[Start of Attachment]

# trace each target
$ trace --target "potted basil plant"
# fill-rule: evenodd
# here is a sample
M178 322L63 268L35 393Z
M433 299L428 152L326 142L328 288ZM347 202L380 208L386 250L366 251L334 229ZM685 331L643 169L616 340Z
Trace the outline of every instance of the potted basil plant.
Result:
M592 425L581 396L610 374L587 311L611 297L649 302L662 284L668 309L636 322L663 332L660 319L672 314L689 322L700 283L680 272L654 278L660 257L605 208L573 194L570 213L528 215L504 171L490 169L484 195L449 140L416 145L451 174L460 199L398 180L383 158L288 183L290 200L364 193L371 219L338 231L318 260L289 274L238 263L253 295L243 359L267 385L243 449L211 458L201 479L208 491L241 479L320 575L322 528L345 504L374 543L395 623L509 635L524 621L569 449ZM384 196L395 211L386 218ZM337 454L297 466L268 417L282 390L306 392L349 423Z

[End of Attachment]

Exercise brief:
Transcribe every record above exactly as written.

Written answer:
# trace each target
$ trace --target "potted basil plant"
# fill-rule: evenodd
# here is a sample
M178 322L63 268L35 393Z
M433 299L428 152L326 142L328 288ZM347 202L380 208L386 250L366 251L334 229ZM685 331L643 169L616 340Z
Trace the outline of every instance of the potted basil plant.
Result:
M592 425L581 396L610 374L587 311L611 297L649 302L662 284L668 309L636 322L663 332L660 319L672 314L689 322L700 283L680 272L654 278L660 257L605 208L573 194L570 213L528 215L504 171L490 169L484 195L449 140L416 145L451 174L460 199L398 180L383 158L288 183L290 200L364 193L371 219L338 231L318 260L289 274L238 263L253 295L243 359L267 385L243 449L211 458L201 479L208 491L241 479L320 575L322 528L345 504L374 543L395 623L509 635L524 621L569 449ZM384 196L395 211L386 218ZM337 454L297 466L268 417L282 390L306 392L349 423Z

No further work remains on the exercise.